━━ Source text

In 2014, I bought 25,000 dogecoin as a joke. By 2021, it was briefly worth over $17,000. Problem was, I couldn’t remember the password. Determined to get my coins back, I embarked on a journey that exposed me to online hackers, the mathematics behind passwords, and a lot of frustration.

Although most people don’t have thousands in forgotten cryptocurrency, everyone relies on passwords to manage their digital lives. And as more and more people buy crypto, how can they protect their assets? We talked to a host of experts to figure out how to create the best passwords for your digital accounts, and, if you have crypto, what your basic storage tradeoffs are. Let’s dive in.

How to Hack Your Own Crypto Wallet

There are a few common ways to lose crypto. You might have a wallet on a hard drive you throw away. Your exchange could get hacked. You might lose your password, or you might get personally hacked and have your coins stolen. For those who lose their password, as I did, hackers actually present a silver lining. If you still control your wallet, you can try to hack your own wallet—or find someone who will.

━━━━

## What to do
According to the crypto password text, why do hackers offer a silver lining to people who have lost their password? Answer in one to three sentences. You won't need the material that follows the text.

━━ Data listing

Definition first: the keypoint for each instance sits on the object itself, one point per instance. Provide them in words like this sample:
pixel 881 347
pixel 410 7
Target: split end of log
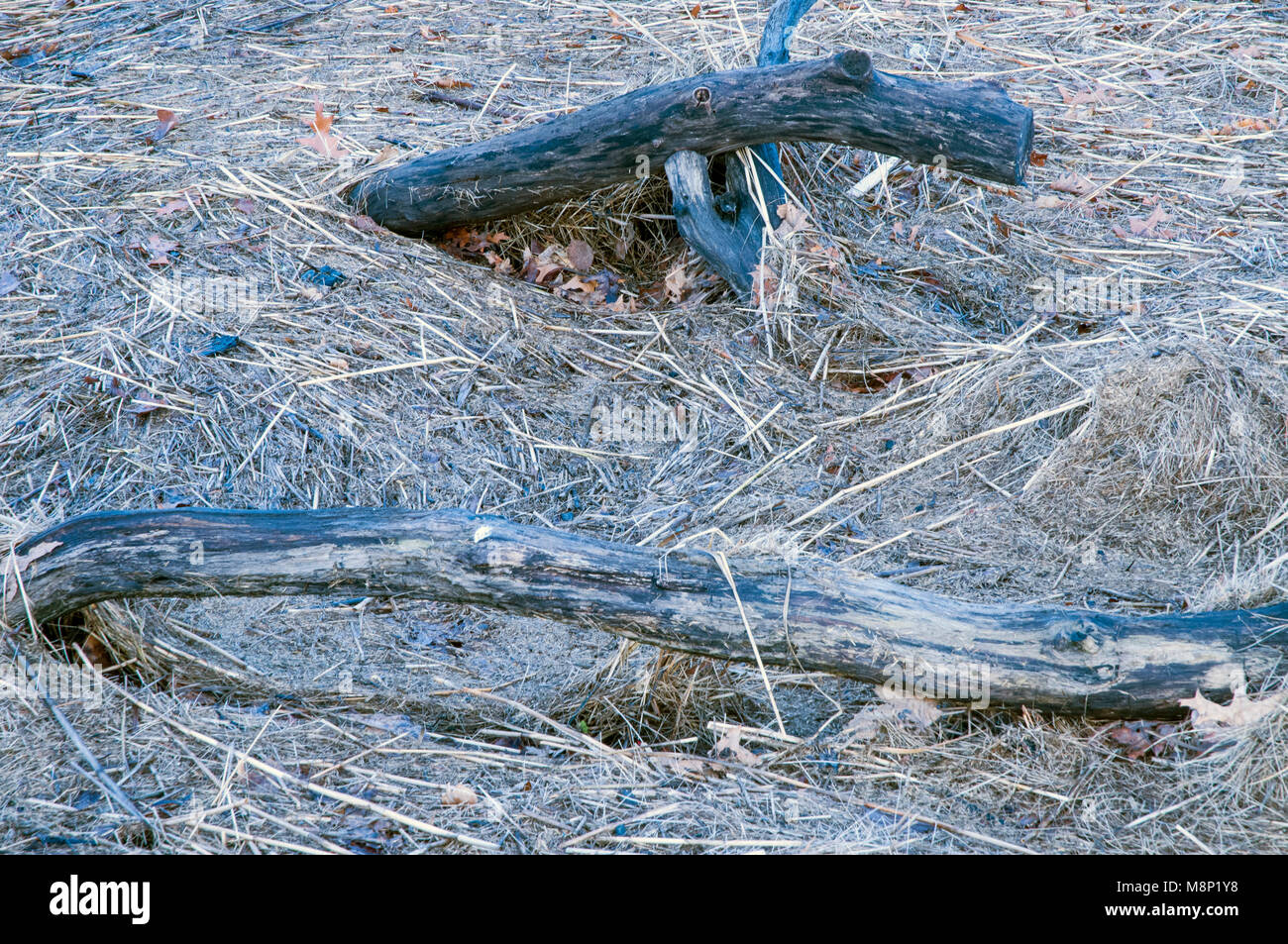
pixel 816 617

━━━━

## Exercise output
If you still control your wallet, you can try to hack it yourself or find someone who will do it for you. That gives you a way to get back coins that a forgotten password has locked away.